> Entri yang Ditampilkan
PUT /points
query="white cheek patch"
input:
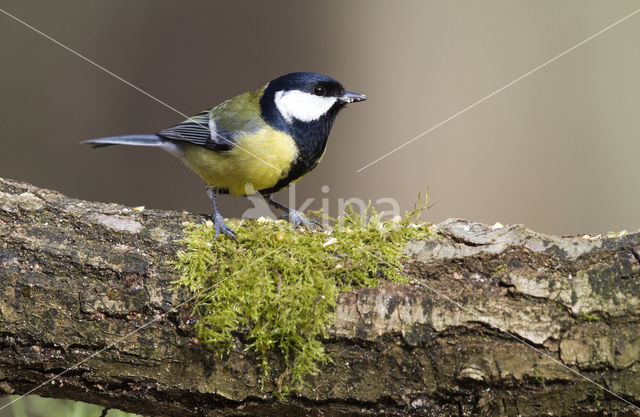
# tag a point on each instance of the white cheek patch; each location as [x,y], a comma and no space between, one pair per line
[306,107]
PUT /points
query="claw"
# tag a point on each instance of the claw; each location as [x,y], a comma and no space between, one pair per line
[220,226]
[299,219]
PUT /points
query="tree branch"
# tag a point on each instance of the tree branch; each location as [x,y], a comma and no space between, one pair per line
[77,276]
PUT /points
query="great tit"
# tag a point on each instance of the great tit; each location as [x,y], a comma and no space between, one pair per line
[258,141]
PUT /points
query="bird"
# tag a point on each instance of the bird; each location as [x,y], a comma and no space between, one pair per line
[259,141]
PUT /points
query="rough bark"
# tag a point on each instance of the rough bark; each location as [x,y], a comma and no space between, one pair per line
[77,276]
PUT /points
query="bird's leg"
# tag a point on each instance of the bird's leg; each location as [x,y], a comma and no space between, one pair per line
[294,216]
[218,220]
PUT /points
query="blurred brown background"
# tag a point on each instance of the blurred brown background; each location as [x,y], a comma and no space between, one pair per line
[557,151]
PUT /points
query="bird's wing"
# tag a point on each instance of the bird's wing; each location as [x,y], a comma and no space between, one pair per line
[218,129]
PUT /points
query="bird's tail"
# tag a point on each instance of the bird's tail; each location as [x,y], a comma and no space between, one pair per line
[134,140]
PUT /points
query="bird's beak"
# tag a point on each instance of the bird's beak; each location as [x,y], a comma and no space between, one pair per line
[350,97]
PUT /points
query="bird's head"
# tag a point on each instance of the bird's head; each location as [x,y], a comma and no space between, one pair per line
[305,97]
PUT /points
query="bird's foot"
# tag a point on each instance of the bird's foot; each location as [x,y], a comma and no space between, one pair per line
[297,219]
[220,226]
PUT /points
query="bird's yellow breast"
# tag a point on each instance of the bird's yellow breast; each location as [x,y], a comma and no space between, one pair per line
[257,162]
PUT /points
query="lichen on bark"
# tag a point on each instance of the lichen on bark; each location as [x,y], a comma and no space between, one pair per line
[77,276]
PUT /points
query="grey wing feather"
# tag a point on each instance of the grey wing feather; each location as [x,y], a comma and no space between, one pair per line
[200,130]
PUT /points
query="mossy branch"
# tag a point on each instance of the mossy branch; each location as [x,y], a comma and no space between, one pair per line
[76,276]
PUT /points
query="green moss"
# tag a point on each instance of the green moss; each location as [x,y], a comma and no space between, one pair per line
[278,286]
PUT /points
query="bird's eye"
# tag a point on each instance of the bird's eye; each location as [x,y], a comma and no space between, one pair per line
[319,90]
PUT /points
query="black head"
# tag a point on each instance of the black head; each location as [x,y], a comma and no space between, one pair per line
[301,98]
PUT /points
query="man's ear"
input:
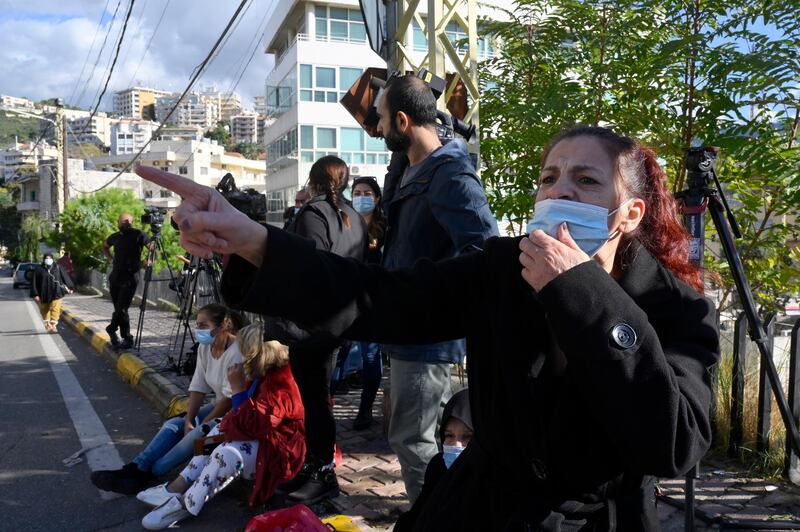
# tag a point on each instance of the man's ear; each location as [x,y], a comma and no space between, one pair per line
[402,122]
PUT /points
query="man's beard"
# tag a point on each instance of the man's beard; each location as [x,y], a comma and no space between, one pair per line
[396,141]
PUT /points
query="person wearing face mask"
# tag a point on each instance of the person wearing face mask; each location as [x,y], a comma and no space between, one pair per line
[128,244]
[455,433]
[589,376]
[173,445]
[366,195]
[49,284]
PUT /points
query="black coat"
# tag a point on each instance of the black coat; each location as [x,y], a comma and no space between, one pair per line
[50,282]
[578,393]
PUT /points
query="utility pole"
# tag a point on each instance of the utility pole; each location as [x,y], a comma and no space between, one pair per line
[61,158]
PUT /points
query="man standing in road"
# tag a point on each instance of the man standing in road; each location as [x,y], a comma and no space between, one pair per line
[128,244]
[436,209]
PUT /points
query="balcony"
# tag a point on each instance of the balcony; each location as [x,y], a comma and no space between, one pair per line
[28,206]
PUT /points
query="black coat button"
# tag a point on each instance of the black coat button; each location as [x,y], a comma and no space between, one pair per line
[623,335]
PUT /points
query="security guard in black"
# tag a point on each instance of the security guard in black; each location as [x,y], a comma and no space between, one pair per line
[128,244]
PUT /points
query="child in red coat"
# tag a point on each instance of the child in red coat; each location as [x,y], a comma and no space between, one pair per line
[264,436]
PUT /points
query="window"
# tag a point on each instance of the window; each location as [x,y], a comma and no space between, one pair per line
[339,24]
[326,137]
[347,77]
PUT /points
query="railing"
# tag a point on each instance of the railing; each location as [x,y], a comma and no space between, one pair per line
[764,408]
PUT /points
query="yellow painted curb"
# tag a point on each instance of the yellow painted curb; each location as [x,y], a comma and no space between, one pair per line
[130,368]
[177,405]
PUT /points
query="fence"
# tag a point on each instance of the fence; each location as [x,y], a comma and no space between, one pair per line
[741,360]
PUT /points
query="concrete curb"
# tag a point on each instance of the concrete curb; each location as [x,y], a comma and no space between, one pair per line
[167,397]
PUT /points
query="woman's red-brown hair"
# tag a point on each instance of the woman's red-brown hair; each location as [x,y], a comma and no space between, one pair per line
[660,231]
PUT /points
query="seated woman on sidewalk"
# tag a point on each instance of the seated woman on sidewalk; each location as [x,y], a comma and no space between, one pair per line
[264,437]
[218,350]
[455,432]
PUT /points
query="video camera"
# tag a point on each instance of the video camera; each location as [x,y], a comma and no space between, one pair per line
[154,217]
[248,200]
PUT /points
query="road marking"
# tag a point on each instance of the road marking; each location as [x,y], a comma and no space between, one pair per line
[92,433]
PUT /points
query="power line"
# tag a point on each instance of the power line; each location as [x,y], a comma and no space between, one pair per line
[99,52]
[197,73]
[116,55]
[149,42]
[89,53]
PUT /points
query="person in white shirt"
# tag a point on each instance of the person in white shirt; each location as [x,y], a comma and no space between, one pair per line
[174,443]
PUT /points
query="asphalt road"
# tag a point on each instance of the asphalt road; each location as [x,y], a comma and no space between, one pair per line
[57,396]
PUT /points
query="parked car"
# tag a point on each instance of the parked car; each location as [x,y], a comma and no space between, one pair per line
[23,274]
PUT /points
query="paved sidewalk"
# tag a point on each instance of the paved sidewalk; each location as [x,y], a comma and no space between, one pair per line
[369,475]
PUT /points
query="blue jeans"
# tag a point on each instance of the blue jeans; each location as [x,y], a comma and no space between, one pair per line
[371,374]
[170,448]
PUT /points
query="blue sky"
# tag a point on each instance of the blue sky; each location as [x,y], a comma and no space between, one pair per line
[45,44]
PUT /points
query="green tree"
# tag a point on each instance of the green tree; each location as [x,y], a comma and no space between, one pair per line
[88,220]
[666,72]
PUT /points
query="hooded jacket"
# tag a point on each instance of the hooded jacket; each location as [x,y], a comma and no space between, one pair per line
[439,213]
[579,394]
[273,416]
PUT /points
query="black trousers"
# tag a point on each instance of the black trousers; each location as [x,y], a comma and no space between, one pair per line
[312,371]
[122,286]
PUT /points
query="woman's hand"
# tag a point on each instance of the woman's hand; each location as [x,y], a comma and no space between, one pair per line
[236,377]
[544,258]
[208,223]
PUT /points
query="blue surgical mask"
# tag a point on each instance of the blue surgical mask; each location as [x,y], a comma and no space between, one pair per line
[451,452]
[204,336]
[587,223]
[364,204]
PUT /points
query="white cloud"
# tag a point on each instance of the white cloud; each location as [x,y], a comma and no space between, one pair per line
[43,46]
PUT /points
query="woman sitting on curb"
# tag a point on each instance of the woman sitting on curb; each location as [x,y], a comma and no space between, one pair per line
[173,445]
[264,437]
[50,283]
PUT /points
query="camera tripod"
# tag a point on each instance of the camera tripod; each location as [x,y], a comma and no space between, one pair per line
[148,276]
[698,197]
[201,279]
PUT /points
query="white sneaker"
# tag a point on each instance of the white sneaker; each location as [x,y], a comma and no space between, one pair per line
[165,515]
[155,496]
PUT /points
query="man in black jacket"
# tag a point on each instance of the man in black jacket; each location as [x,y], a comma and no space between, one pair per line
[436,209]
[128,244]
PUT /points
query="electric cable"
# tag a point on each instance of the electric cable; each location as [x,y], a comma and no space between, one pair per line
[116,55]
[99,53]
[89,53]
[198,71]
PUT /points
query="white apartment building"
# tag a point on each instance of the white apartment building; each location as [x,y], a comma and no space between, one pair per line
[204,162]
[320,50]
[129,135]
[15,102]
[20,159]
[137,102]
[244,127]
[192,111]
[97,133]
[228,103]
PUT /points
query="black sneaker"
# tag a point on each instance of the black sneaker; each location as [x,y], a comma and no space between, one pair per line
[127,343]
[298,480]
[129,480]
[363,420]
[112,335]
[321,485]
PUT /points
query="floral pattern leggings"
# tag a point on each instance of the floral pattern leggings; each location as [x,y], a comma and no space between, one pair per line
[208,475]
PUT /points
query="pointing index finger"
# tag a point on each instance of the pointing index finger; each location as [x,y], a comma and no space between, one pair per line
[180,185]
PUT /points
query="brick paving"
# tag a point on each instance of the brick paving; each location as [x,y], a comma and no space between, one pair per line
[369,475]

> Tugas yang Dikerjakan
Kembalikan semua baris dari entri di atas yang memuat kata "sitting".

> Hasil Tugas Ini
query="woman sitting on curb"
# tag a point on each instance of the woman sitting on curb; each location as [x,y], a comma and no space between, one pair per line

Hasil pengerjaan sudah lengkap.